### [Brief 1]
Name every kind of good that the extract on economic growth gives as an example when it discusses charging for use and copying.
### [Brief 2]
Write the next paragraph of the extract on economic growth, following on from its final sentence.

### [Extract]
_ _ _ _

However, attempts to measure how much growth can be attributed to investment and how much to other causes has always found that by far the biggest chunk is the result of technological change - in reality, the bit left over after all the growth that can be assigned to higher levels of capital and more labour input has been accounted for. This motivated the modern growth theory, which tries to explain how technology moves forward as an economy grows, contributing to more growth.

A classic statement of this "endogenous" growth theory, set out in 1990 by Paul Romer, a US academic, incorporates a group of skilled workers who generate ideas. They - or their employers - need to earn a return on their ideas, requiring the protection of patent and copyright law.

For, once an idea exists, it is out there, free to copy without some legal protection. As Professor Danny Quah of the London School of Economics points out (in the latest journal of the Society of Business Economists), in our increasingly weightless economies, such protections are even more important, for more and more goods do not even get used up physically. Once a new medicine is injected it is used, so charging at the point of use is practicable. But software code or music is cheap and easy to copy; getting people to pay for it, and safeguarding the financial reward that keeps innovators producing new software or music, is tricky.

Sustaining the pace of technological innovation in the advanced economies is therefore something of a challenge. There are new difficulties on top of the age-old problem of encouraging innovation, using every means from improving the education system to creating incentives for enterprise; for it is becoming increasingly difficult to guarantee high enough rewards to sustain the pace of invention.

_ _ _ _

### [Extracted records]
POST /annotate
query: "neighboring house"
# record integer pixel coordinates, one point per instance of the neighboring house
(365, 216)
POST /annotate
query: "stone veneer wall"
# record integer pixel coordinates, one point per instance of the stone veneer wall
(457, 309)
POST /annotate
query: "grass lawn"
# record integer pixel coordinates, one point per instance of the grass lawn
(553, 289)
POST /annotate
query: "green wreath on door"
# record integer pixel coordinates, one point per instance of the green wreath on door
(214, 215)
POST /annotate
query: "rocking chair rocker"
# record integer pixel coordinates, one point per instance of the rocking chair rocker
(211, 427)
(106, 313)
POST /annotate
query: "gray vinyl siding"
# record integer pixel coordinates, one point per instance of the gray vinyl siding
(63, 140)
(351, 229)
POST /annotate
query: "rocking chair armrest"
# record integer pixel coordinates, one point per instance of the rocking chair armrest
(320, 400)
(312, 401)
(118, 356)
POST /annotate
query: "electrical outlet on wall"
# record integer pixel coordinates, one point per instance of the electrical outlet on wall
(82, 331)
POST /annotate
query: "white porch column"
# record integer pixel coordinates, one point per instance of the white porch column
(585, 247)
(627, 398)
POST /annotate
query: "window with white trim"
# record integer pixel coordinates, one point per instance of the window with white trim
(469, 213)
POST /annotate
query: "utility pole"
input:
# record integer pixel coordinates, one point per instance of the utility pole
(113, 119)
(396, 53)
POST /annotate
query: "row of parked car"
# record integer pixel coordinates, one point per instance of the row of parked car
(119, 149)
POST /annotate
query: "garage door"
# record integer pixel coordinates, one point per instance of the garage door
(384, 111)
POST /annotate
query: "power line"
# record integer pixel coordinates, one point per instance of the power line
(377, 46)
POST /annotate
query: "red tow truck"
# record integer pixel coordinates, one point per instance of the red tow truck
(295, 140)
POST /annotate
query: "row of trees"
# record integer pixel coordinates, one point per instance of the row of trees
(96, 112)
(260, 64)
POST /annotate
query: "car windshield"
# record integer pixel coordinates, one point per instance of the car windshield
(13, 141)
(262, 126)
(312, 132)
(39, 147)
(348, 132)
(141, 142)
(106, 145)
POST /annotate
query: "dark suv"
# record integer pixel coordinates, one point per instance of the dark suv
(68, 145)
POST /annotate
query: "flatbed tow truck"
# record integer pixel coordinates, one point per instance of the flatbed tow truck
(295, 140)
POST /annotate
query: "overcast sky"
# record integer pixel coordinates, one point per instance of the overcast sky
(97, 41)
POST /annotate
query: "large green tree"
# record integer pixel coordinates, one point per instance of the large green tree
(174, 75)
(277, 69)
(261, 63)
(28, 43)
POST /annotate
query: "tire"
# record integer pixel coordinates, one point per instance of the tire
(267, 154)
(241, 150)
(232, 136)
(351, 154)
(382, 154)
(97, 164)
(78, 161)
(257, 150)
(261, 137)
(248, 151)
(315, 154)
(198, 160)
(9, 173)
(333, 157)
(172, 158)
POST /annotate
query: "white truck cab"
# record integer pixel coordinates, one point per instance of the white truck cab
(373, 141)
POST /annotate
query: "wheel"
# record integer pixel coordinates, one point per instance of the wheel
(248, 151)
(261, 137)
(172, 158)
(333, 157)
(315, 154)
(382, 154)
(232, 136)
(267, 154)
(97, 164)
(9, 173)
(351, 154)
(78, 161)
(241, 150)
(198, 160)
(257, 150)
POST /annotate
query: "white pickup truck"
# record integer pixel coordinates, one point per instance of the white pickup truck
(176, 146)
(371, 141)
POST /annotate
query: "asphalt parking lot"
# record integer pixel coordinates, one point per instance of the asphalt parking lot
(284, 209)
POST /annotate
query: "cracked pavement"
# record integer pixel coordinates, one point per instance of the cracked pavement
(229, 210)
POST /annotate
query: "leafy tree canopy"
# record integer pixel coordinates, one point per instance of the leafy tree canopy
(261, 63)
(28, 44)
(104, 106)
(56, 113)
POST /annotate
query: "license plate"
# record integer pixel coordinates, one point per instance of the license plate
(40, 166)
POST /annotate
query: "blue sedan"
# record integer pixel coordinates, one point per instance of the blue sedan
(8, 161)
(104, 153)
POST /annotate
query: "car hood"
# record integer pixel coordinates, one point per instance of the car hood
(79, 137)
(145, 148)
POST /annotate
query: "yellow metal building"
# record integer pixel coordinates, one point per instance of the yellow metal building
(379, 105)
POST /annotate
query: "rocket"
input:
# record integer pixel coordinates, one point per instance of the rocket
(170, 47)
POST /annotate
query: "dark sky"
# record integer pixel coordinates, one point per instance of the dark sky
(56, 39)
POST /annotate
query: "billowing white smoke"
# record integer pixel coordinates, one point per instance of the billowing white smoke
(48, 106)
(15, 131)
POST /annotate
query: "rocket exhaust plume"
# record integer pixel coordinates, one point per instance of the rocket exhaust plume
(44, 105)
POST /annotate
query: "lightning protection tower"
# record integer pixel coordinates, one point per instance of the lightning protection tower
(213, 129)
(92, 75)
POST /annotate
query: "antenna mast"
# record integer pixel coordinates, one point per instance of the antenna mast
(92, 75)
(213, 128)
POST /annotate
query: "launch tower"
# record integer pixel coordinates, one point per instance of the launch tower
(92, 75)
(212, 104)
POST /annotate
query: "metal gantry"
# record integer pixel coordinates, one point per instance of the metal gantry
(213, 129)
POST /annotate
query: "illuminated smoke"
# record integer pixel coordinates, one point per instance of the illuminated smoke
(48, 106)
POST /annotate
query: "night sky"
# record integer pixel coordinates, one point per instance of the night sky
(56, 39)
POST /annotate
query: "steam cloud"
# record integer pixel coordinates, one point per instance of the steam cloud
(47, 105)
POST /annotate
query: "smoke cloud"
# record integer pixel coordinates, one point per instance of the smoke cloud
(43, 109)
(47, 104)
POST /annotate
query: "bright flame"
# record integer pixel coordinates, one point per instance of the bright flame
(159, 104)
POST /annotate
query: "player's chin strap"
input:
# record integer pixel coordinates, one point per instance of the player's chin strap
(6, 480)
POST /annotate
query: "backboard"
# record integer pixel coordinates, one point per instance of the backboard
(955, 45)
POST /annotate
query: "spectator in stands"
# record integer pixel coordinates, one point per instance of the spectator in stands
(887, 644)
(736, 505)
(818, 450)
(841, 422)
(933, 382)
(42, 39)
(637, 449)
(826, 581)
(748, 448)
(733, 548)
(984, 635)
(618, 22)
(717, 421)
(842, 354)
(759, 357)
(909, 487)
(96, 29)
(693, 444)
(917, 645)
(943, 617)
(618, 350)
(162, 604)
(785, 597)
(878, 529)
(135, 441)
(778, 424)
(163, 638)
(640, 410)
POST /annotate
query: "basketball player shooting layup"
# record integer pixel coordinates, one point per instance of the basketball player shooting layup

_ _ _ _

### [Expected output 1]
New medicine, software code, music

### [Expected output 2]
This takes us neatly back to the second, crucial strand of the current policy debate. And that is about the place of science in society. There is clearly a small-c conservative and romantic backlash against some of the scientific developments that will prove crucial in determining whether living standards in both advanced and developing countries can rise in the 21st century as they have in the 20th, and whether they can do it in a cleaner and less resource-intensive way. It is the first time in a generation that attitudes to scientific and technological innovation have been so polarised.

Rather than pretend to a magisterial objectivity on this debate, I should state that I am on the side of science and technology. Without advances in scientific knowledge and their embodiment in our everyday lives, we would all be poorer, unhealthier, would lose more of our children to illness, die younger - and, moreover, be more ground down and bored. Economic progress is about making human lives better in the most fundamental ways, and that does not happen without scientific progress.

However, there is clearly a big question about the role of the profit motive in the kinds of scientific advance we are seeing now. The returns to, say, genetic modification of food need to be high enough to encourage genuinely helpful technological advances. But they must not be so high that they either drive companies to cut corners on safety or even give the appearance of doing so.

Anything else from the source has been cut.